# [TASK DETAILS]
In the abstract on tensor multiplicity, what did Knutson and Tao invent around 1999, and for which cases?

[Begin EXCERPT TO READ]

Jiarui Fei: Tensor multiplicity via upper cluster algebras

By tensor multiplicity we mean the multiplicities in the tensor product of any two finite-dimensional irreducible representations of a simply connected Lie group. Finding their polyhedral models is a long-standing problem. The problem asks to express the multiplicity as the number of lattice points in some convex polytope.

Accumulating from the works of Gelfand, Berenstein and Zelevinsky since 1970’s, around 1999 Knutson and Tao invented their hive model for the type A cases, which led to the solution of the saturation conjecture. Outside type A, Berenstein and Zelevinsky’s models are still the only known polyhedral models up to now. Those models lose a few nice features of the hive model.

In this talk, I will explain how to use upper cluster algebras, an interesting class of commutative algebras introduced by Berenstein-Fomin-Zelevinsky, to discover new polyhedral models for all Dynkin types. Those new models improve the ones of Berenstein-Zelevinsky's, or in some sense generalize the hive model.

[End EXCERPT TO READ]
[Begin PROVIDED DATA]

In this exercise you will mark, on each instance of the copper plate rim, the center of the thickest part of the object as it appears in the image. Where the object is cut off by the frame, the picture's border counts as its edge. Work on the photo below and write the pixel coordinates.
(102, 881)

[End PROVIDED DATA]

# [FULL RESPONSE]
They invented the hive model for the type A cases.